Estrai parola per parola dall'articolo sul Consiglio comunale di Avellino il passo che si apre con le parole contenenti "Nell’aula del Consiglio" e si chiude con "civica della città.".

◆ **Selezione**
__________________________________________________

Non è “La recita di Bolzano” di Sandor Marai, un elegante melodramma poetico e vibrante con al centro la storia di un eroe che “rassomiglia maledettamente a quel viandante intrepido, apolide e tutto sommato, io credo, infelice” di Giacomo Casanova, ma, molto più dimessamente, la cronaca di una recita paesana, squallida e prevedibile, che coinvolge la martoriata Avellino.
Nell’aula del Consiglio comunale, ieri l’altro, in un pomeriggio da cani, con tanto di claque sportiva al seguito, si è chiusa una vicenda amministrativa che da circa un anno disturbava la quiete pubblica con rumori e versi più riconducibili alla celebre fattoria raccontata da George Orwell che al luogo della rappresentanza civica della città.
Al grido di “tradimento” è calato il sipario su 12 mesi indigesti
Al grido drammaturgico di “tradimento” - dove sei Harold Pinter? - abbiamo assistito alla conclusione enfatica di un peplum indigesto, che da dodici mesi accompagnava la quotidianità cittadina a suon di cambi di assessori - non ricordo il numero e i nomi di signore e signori a vario titolo seduti per qualche ora al tavolo della giunta -, e di impagabili esercizi di finzione, sostenuti con caratteri bronzei e d’ordinanza da vari organi di stampa locali.
Sconfortante, lo dico per inciso, il tono e la qualità del linguaggio usato, una sorta d’imparaticcio a memoria su un canovaccio scolastico che mi spinge ad essere indulgente, da vecchio professore, verso un impianto espressivo privo del tutto di una base concettuale e politica, che lascia perplessi sulla qualità degli audaci suggeritori infilati maldestramente nella buca del palcoscenico a leggere il copione.
Sarebbe stato meglio sul piano della resa teatrale, forzando l’iperbole e sfidando il paradosso, consigliare di rivolgersi ai dotti assiepati sui sacri scanni consiliari con dei versi di Sergio Solmi: “O voce assorta, procellosa e dolce,/ folta di sogni,/ quale rapiva i marinai in mezzo/ al mare, un tempo, canto di sirena”. Ma la cultura non s’inventa né suggerisce improvvisate soluzioni del cruciverba.
Come dilettanti alla Corrida hanno deciso di far calare il sipario
Tutti i rappresentanti, da destra a sinistra dell’emiciclo, sostando per l’affollato centro di niente, al di là del voto espresso sul bilancio consuntivo, hanno convenuto, con il pathos divertente dei dilettanti alla Corrida, di trovarci di fronte ad un esiguo ma cattivo gruppo di badogliani che hanno voluto a tutti i costi mettere fine ad una esperienza fatta di sorrisi e di gentilezza e null’altro, quasi fossimo ad un corso per hostess anziché a dover fare i conti con l’amministrazione di una città in crisi, devastata da problemi strutturali ciclopici.

__________________________________________________

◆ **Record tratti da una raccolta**
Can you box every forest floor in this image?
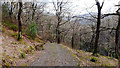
[0,26,42,66]
[30,42,79,66]
[29,42,118,66]
[0,27,118,66]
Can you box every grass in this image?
[20,53,26,59]
[90,57,98,62]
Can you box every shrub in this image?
[20,53,25,59]
[26,23,37,40]
[90,57,97,62]
[9,24,18,31]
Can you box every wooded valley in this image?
[0,0,120,67]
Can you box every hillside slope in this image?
[30,42,118,66]
[0,26,118,66]
[0,26,43,66]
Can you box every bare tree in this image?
[93,0,104,55]
[18,0,22,40]
[53,0,69,43]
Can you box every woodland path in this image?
[29,42,78,66]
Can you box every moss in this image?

__________________________________________________

◆ **Soluzione**
Nell’aula del Consiglio comunale, ieri l’altro, in un pomeriggio da cani, con tanto di claque sportiva al seguito, si è chiusa una vicenda amministrativa che da circa un anno disturbava la quiete pubblica con rumori e versi più riconducibili alla celebre fattoria raccontata da George Orwell che al luogo della rappresentanza civica della città.